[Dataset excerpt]

|---|

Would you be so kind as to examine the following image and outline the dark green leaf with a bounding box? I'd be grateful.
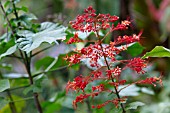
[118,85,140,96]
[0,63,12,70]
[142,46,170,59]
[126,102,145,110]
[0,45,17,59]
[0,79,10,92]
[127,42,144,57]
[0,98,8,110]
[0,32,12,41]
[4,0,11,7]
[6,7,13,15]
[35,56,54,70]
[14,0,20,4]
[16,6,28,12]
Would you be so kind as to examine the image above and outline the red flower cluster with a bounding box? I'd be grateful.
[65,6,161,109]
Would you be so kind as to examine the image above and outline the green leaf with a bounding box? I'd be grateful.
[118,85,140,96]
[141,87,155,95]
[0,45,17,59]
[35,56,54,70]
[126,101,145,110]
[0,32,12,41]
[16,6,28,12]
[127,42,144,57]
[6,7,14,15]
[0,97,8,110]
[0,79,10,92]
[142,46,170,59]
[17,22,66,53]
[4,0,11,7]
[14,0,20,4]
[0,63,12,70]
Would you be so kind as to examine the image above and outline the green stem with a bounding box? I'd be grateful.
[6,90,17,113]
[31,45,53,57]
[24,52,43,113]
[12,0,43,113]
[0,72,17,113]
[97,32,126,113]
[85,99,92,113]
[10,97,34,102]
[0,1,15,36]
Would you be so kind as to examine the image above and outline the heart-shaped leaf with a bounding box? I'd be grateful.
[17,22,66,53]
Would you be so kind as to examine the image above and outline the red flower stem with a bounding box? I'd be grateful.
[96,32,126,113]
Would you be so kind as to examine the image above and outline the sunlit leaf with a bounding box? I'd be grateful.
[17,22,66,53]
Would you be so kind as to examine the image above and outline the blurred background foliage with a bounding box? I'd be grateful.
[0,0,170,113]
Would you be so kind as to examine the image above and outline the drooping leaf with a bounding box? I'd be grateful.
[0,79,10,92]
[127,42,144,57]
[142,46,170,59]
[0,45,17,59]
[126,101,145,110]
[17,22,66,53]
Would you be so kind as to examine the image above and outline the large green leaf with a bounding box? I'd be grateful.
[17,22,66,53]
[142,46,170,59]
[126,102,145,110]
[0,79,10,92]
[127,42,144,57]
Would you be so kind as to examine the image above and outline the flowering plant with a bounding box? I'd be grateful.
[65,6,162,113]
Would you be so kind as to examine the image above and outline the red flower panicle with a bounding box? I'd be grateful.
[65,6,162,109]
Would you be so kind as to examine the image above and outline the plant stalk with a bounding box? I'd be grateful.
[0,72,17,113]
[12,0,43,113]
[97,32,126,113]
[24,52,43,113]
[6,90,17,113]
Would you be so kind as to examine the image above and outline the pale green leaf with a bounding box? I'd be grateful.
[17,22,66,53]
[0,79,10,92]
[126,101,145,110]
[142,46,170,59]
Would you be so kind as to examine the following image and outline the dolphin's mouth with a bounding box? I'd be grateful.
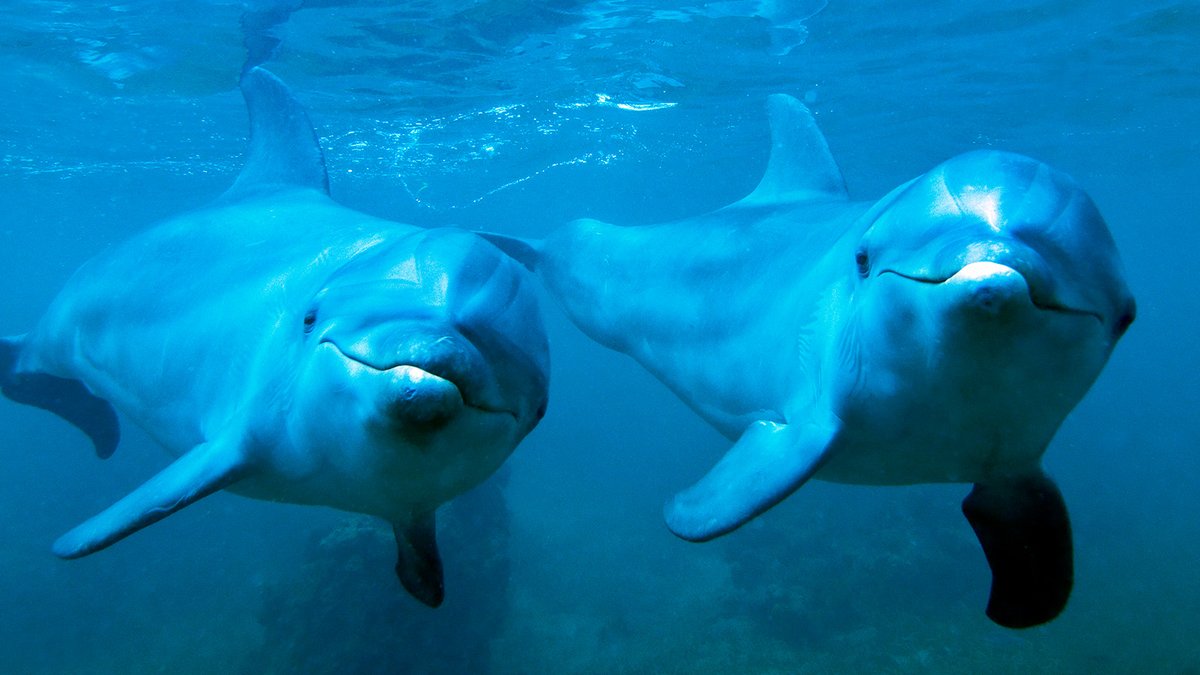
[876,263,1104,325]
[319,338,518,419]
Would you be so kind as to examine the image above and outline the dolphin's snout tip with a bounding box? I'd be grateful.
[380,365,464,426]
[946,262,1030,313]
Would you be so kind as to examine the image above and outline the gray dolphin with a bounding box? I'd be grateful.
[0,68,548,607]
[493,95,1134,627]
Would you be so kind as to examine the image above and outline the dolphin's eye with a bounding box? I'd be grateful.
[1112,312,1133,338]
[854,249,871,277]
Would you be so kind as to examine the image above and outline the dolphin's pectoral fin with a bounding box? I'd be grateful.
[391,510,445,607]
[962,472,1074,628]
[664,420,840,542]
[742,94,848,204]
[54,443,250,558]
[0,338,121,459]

|---|

» Exercise directions
Make an exact copy of all the material, but keep the pictures out of it.

» The result
Would you be so kind as to examine the following image and outline the dark green leaf with a bounding box? I'd be grateful.
[118,85,140,96]
[0,63,12,70]
[142,46,170,59]
[126,102,145,110]
[0,45,17,59]
[0,79,10,92]
[127,42,144,57]
[0,98,8,110]
[0,32,12,41]
[4,0,11,7]
[6,7,13,15]
[35,56,54,70]
[14,0,20,4]
[16,6,28,12]
Would you be so kind as to examine the image above and outline the red flower cluster with a bounding box? I'd be grateful.
[65,6,161,109]
Would you be so kind as to examine the image above and outline the green leaf with a bounding box? I'd be grateful.
[118,85,140,96]
[141,87,155,95]
[0,45,17,59]
[35,56,54,70]
[126,101,145,110]
[0,32,12,41]
[16,6,28,12]
[127,42,144,57]
[6,7,14,15]
[0,97,8,110]
[0,79,10,92]
[142,46,170,59]
[17,22,66,53]
[4,0,11,7]
[14,0,20,4]
[0,63,12,70]
Would you be so kind as to examine the image above and outline the green stem with a bounding box? I'd be grateful.
[6,90,17,113]
[31,45,53,57]
[24,52,43,113]
[12,0,43,113]
[0,72,17,113]
[97,32,126,113]
[85,99,92,113]
[10,97,34,102]
[0,1,15,36]
Would you be so kind as to examine the image above and outline the heart-shaped leaf with a bounding box? I'd be grateful.
[17,22,66,53]
Would you be so kind as to examine the image above and outline the red flower stem with a bounding box? I'd be grateful.
[96,32,126,113]
Would you be so kind as to examine the image above and outline the sunlit leaf with a bounding box? I'd be grateful.
[17,22,66,53]
Would you be so kind as to examine the image above and outline the blurred background foliage with a bounding box? I'd be grateful.
[0,0,170,113]
Would you be so kind as to examine the image above and outline the drooping leaf with a bounding box? I'd be grateful.
[0,79,10,92]
[127,42,144,57]
[142,46,170,59]
[0,45,17,59]
[126,101,145,110]
[17,22,66,53]
Would you be so kind as to examine the image above and outline the large green leaf with a bounding box? I'd be grateful.
[17,22,66,53]
[142,46,170,59]
[126,102,145,110]
[0,79,10,92]
[127,42,144,57]
Would you be so kind as to examine the image above and outline the flowering plant with a bounding box? I'd be grateful.
[65,6,162,113]
Would you be so kind as to examine the image above and outline the red flower panicle with a bounding box? I'd be grateful.
[65,6,162,109]
Would you be so kind as to examine the image above and outline the plant stalk with a bounding box? I'd be grateful.
[0,72,17,113]
[12,0,43,113]
[97,32,126,113]
[24,52,43,113]
[6,90,17,113]
Would you be so kind as to examine the image above and outline the pale green leaf with a bounding box? I'd be grateful.
[17,22,66,53]
[0,79,10,92]
[126,101,145,110]
[142,46,170,59]
Would you be so kind as to examine the following image and outline the dolphin's mouth with a bounding box? I'd be grateful.
[876,263,1104,325]
[319,338,518,419]
Would you be so kind as to examine the image above and outline the dolphin's snout tip with a bounding box? I'd be grateful.
[380,365,464,426]
[946,262,1030,313]
Would you be so kind as to examine the image above and outline the gray dolphin with a bounding box? I'd be grateful.
[0,68,548,607]
[493,95,1134,627]
Would you be so kind as to examine the image above and outline the dolphin's eye with a bounding box? I'd be grateful.
[1112,312,1133,338]
[854,249,871,277]
Would you be so kind as to examine the image above and outline the dolphin's pectoral fin with a bounding box? I'd be grateful.
[391,510,445,607]
[962,472,1074,628]
[664,420,840,542]
[742,94,848,204]
[54,443,250,558]
[0,338,121,459]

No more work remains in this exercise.